Task goal >> Across the entries below, count the lines in which the word "asphalt" occurs. Reply with the count alone.

• • • • • • •

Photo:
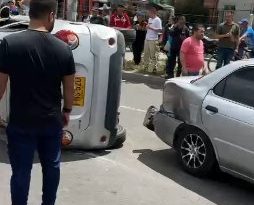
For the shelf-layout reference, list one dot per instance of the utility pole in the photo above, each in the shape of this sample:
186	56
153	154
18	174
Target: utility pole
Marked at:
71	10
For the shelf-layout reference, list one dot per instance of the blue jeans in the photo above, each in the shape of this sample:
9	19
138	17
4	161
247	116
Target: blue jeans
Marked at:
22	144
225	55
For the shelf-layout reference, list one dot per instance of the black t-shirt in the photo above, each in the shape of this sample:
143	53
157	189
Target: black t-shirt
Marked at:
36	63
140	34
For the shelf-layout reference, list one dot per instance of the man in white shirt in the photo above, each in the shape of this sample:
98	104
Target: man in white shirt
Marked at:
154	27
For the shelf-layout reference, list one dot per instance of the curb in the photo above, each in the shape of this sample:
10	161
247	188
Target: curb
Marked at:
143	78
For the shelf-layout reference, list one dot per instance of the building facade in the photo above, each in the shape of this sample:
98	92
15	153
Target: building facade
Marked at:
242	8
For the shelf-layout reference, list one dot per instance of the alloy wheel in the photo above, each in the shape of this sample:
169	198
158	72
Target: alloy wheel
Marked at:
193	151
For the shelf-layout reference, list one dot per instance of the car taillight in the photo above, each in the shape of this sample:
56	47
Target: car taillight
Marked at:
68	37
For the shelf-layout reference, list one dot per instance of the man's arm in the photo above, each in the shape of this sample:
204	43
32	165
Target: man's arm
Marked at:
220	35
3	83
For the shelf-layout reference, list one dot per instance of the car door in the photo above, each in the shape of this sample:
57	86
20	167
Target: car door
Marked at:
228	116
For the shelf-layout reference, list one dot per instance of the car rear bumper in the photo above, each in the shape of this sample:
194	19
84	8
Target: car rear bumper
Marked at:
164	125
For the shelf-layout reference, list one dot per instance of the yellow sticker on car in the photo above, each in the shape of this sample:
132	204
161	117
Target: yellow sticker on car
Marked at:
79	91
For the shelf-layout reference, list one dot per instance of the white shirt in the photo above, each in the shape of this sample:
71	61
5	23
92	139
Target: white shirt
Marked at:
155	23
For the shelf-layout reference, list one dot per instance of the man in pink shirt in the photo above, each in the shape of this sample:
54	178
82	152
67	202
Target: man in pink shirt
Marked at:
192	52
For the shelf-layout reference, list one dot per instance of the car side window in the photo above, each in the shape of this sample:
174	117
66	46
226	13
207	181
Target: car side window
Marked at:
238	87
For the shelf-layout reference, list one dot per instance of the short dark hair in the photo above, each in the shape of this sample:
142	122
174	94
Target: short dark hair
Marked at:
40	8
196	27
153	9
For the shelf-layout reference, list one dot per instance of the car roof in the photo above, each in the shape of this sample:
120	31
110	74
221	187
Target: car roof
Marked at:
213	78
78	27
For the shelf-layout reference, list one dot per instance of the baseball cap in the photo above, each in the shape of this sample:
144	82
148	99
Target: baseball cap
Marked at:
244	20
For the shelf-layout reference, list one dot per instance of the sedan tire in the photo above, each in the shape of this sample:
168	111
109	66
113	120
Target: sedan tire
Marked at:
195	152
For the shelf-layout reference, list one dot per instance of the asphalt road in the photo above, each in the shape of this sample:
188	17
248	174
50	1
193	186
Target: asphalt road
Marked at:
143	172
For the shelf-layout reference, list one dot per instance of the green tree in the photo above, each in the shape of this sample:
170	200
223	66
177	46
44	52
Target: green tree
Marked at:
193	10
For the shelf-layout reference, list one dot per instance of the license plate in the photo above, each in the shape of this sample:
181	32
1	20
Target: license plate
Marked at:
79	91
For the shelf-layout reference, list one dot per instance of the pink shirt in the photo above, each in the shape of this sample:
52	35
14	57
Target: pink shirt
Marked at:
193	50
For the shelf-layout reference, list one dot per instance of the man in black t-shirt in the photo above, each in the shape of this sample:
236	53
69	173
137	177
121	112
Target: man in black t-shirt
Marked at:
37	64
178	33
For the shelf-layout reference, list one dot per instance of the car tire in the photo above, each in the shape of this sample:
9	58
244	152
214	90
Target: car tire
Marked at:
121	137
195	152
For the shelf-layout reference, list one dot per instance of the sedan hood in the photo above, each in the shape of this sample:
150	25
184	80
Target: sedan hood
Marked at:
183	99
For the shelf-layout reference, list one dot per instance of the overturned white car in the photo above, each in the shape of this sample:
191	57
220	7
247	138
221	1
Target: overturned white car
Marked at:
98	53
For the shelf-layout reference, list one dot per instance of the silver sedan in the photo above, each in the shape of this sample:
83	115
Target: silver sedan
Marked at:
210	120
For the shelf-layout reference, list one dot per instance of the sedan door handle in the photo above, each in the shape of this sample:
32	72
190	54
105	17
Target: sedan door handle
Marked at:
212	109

• • • • • • •

Exercise solution >> 2